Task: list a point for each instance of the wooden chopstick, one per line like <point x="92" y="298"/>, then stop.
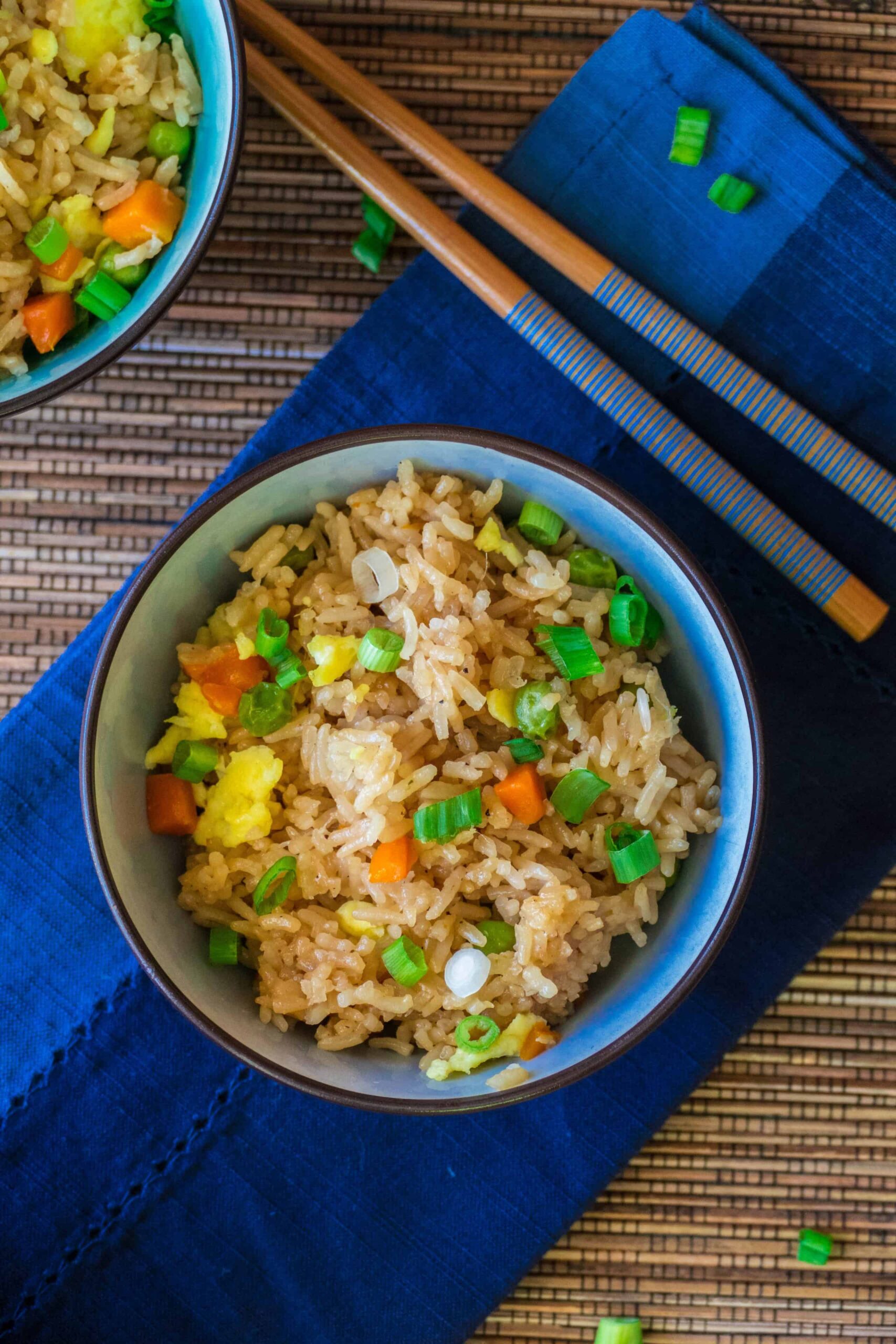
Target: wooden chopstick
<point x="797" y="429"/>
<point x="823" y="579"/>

□ □ □ □ □ □ □

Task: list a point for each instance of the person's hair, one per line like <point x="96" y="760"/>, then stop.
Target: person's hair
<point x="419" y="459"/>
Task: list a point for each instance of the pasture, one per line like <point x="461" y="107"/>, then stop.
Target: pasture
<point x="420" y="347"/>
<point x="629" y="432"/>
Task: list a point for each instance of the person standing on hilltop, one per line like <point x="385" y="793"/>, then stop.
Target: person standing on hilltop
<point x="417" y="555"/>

□ □ □ □ □ □ □

Exercise aim: Across the data above, count the lines that include the word "instance", and respond with the number alone.

Written reply: 4